▶ **Aim of the exercise**
Print every line of the listing below word for word, leaving out the pictures.

▶ **Supplied material**
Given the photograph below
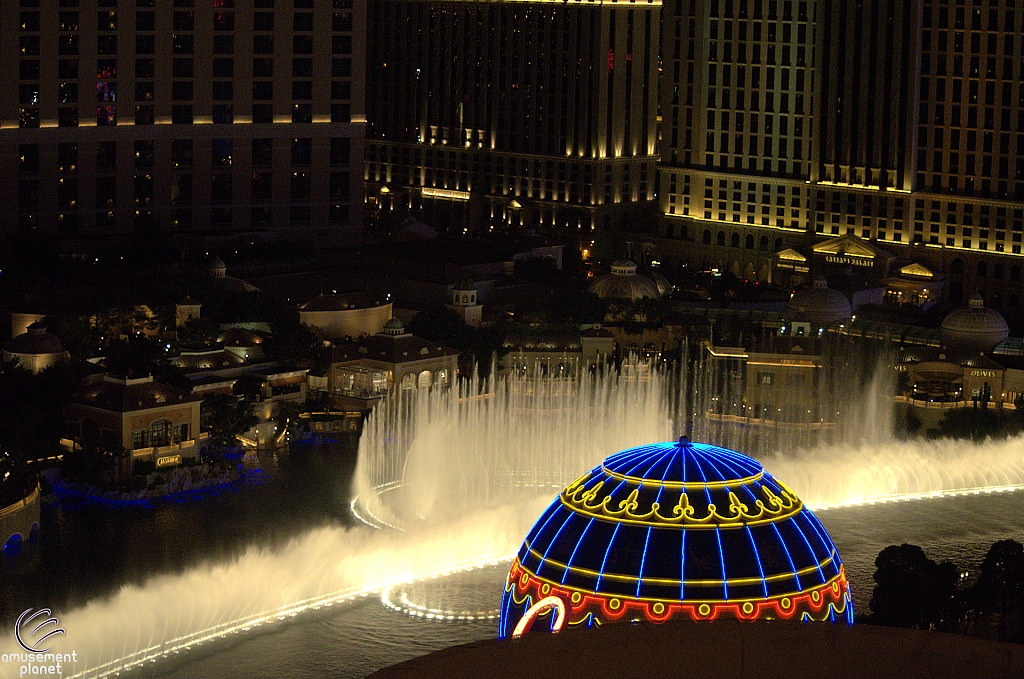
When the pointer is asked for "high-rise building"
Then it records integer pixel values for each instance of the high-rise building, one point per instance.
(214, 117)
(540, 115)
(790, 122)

▶ **Result**
Given the photograph below
When the pointer is asked for "high-rise building"
Then it records integer pixel values for each instance of the high-rise building, one point per instance.
(214, 117)
(540, 115)
(790, 122)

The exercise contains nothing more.